Tekstfragment.
Georg von Rauch (1947)

Georg von Rauch was een links-radicaal die actief was binnen de West-Berlijnse studentenbeweging eind jaren 60. Hij is betrokken geweest bij verschillende misdrijven waaronder de mishandeling van de Duitse journalist Horst Rieck in 1970. Na de mishandeling werd hij opgepakt en veroordeeld tot een gevangenisstraf van 10 jaar. Door een persoonsverwisseling zag hij echter kans om uit de rechtszaal te ontsnappen. Op 4 december 1971 kwam Von Rauch tijdens een vuurgevecht met de politie om het leven, toen ze probeerden om hem te arresteren.

Items uit dataset.
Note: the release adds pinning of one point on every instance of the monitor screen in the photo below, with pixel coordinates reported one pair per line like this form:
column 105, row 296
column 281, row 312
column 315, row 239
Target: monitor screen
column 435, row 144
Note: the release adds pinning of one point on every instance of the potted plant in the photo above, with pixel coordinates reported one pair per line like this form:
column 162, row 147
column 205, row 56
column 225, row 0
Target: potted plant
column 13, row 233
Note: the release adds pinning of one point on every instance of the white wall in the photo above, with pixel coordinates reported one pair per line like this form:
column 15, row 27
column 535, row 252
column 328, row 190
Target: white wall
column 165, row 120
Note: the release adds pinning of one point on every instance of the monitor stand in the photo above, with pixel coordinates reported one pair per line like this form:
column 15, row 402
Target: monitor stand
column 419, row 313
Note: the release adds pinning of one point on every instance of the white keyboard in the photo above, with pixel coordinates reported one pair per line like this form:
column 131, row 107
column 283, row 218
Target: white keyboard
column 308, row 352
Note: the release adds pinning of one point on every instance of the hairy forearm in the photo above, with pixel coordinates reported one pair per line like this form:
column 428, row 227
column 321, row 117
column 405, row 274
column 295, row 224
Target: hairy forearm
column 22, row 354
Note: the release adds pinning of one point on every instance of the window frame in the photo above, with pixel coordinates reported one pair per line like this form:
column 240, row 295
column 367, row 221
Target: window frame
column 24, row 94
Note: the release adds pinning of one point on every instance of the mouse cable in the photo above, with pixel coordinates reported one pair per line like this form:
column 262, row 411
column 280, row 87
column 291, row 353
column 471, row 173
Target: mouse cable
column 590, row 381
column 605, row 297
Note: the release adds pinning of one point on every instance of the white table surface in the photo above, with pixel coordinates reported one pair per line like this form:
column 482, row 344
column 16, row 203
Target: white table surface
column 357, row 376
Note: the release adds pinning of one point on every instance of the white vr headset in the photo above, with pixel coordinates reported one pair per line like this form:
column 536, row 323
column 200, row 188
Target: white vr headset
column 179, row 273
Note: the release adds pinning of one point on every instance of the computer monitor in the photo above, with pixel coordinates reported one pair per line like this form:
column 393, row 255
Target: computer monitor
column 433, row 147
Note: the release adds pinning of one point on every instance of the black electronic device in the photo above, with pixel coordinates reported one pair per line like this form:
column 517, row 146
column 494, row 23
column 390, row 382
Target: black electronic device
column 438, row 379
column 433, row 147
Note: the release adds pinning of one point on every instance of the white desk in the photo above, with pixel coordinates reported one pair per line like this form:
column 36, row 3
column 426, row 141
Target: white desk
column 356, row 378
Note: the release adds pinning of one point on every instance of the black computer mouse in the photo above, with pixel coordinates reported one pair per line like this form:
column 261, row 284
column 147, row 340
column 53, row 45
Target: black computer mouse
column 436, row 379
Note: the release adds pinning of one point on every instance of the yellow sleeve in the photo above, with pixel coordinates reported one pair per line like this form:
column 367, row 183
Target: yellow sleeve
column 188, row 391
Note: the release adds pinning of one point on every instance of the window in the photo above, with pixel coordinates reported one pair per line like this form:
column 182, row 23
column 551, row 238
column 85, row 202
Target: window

Uit te voeren taken.
• A. Noem alle viercijferige jaartallen die in het tekstfragment over Georg von Rauch voorkomen.
• B. Hervat het tekstfragment over Georg von Rauch na de laatste zin.

Resultaten per taak.
• A. 1947, 1970, 1971

• B.
Jeugd

Buitenparlementaire oppositie

Hasj-rebellen

Tupamaros West-Berlijn

Mishandeling Horst Rieck

Ontmoeting Kunzelmann en Baader

Verwarring in de rechtszaal

Overlijden

 

Jeugd

Von Rauch werd op 12 mei 1947 geboren in Marburg in de deelstaat Hessen. Zijn vader was historicus en docent filosofie aan de universiteit van Marburg. Later verhuisde het gezin naar Kiel, waar zijn vader aan de slag ging als hoogleraar Oost-Europese geschiedenis. Georg von Rauch ging naar de middelbare school in het stadsdeel Brunswik, maar werd daar in 1961 weggestuurd. Vervolgens verhuisde hij naar het internaat van het Zinzen-dorfgymnasium in Königsfeld im Schwarzwald. In 1966 behaalde hij daar zijn middelbareschooldiploma. Kort na het behalen van zijn diploma trouwde Georg von Rauch met de Duitse schilderes Illo Wittlich, die ruim 11 jaar ouder was dan hij. Samen kregen ze in 1967 een dochter. In datzelfde jaar ging Von Rauch filosofie studeren aan de Universiteit van Kiel. De Bondsrepubliek stond in die periode aan de vooravond van een grote studentenopstand, die het land voorgoed zou veranderen.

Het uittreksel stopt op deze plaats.